*Work request 1*. Name every specific AI model or research project that the excerpt on language models mentions by name.
*Work request 2*. Condense the paragraph of the excerpt on language models that begins "Entering 2023" into a short bulleted list that keeps its main facts.

*Document excerpt*.
┌──

The Rise of Large Language Models and Instruction Following¶

In 2020, the release of the GPT-3 model with 175 billion parameters marked the official beginning of the modern large language model era. This model demonstrated for the first time to the world that a giant Transformer neural network pre-trained on massive unsupervised data could complete translation, question answering, and even basic code writing through in-context learning without fine-tuning for specific downstream tasks. However, models at this stage were essentially stateless autoregressive text completion engines that could only passively predict the next token based on input probability distributions, unable to actively perceive the environment or execute complex multi-step tasks.

A fundamental turning point in the computing paradigm occurred at the end of 2022, when through the introduction of Reinforcement Learning from Human Feedback (RLHF) technology, models evolved from mere text predictors into dialogue systems capable of deeply understanding and following human intentions. This technological leap not only solved the safety and alignment issues of model outputs but also catalyzed advanced prompt engineering techniques such as Chain of Thought (CoT). Researchers found that guiding models to decompose complex problems into multiple intermediate reasoning steps could significantly reduce hallucinations and greatly improve the accuracy of logical reasoning. Chain of Thought technology is essentially a prototype of human-driven agent loops, proving that language models possess the capability for implicit planning and reasoning within their context windows, thus laying the cognitive foundation for subsequent fully AI-driven autonomous agent architectures.

The Beginning of the Agentic Era: Tool Calling, Memory, and Autonomous Planning¶

Entering 2023, the theoretical framework of artificial intelligence agents began to truly move toward engineering implementation. The research community and industry gradually realized that no matter how large the parameter scale of a language model, the knowledge encoded in its internal weights is always static and limited, unable to cope with real-world tasks that require extremely high real-time performance and interactivity. To break this bottleneck, systems began to be endowed with "hands and eyes" to interact with the external world. Research projects such as WebGPT and Toolformer demonstrated that language models could autonomously decide when and how to call external application programming interfaces. Subsequently, major model providers formally introduced structured function calling capabilities, enabling models to output parameters in parseable data formats for deterministic interaction with external software systems.

└──

*Given records*.
┌──

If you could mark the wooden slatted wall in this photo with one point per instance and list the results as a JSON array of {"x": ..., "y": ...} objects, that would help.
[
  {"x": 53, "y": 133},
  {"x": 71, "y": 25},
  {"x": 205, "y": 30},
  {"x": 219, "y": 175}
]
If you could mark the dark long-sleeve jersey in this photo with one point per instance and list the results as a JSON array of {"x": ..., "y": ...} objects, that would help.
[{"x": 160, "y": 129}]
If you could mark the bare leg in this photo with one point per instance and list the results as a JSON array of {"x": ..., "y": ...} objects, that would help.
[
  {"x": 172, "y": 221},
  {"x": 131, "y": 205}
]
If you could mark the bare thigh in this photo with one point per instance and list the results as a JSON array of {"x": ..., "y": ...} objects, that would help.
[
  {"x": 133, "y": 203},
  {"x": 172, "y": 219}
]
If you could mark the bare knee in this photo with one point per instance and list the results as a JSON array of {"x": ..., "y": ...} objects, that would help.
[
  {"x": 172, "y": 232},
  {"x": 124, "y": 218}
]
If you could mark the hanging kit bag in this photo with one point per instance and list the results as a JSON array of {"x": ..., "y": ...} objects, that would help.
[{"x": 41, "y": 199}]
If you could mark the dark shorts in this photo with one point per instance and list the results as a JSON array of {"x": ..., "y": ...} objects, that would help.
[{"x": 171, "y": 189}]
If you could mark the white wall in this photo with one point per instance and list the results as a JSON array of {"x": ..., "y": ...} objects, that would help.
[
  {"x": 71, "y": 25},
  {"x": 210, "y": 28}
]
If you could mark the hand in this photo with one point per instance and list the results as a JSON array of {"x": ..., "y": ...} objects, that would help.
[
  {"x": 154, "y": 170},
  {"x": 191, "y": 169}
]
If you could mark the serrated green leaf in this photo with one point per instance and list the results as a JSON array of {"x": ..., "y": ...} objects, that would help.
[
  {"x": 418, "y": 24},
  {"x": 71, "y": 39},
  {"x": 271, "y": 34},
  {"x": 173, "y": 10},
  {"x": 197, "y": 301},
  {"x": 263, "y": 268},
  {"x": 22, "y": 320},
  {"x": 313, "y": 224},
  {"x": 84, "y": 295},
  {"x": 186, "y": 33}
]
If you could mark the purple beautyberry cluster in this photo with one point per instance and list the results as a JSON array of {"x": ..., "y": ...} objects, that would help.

└──

*Your response 1*. GPT-3, WebGPT, Toolformer

*Your response 2*.
- In 2023, the theory of AI agents began to move toward engineering implementation.
- Researchers and industry realized that knowledge stored in a model's weights is static and limited, whatever the parameter count. That knowledge cannot handle real-world tasks that demand real-time performance and interactivity.
- To get past this limit, systems were given "hands and eyes" to interact with the outside world.
- WebGPT and Toolformer showed that models could decide on their own when and how to call external APIs.
- Major model providers then added structured function calling. This let models output parameters in parseable formats for deterministic interaction with external software.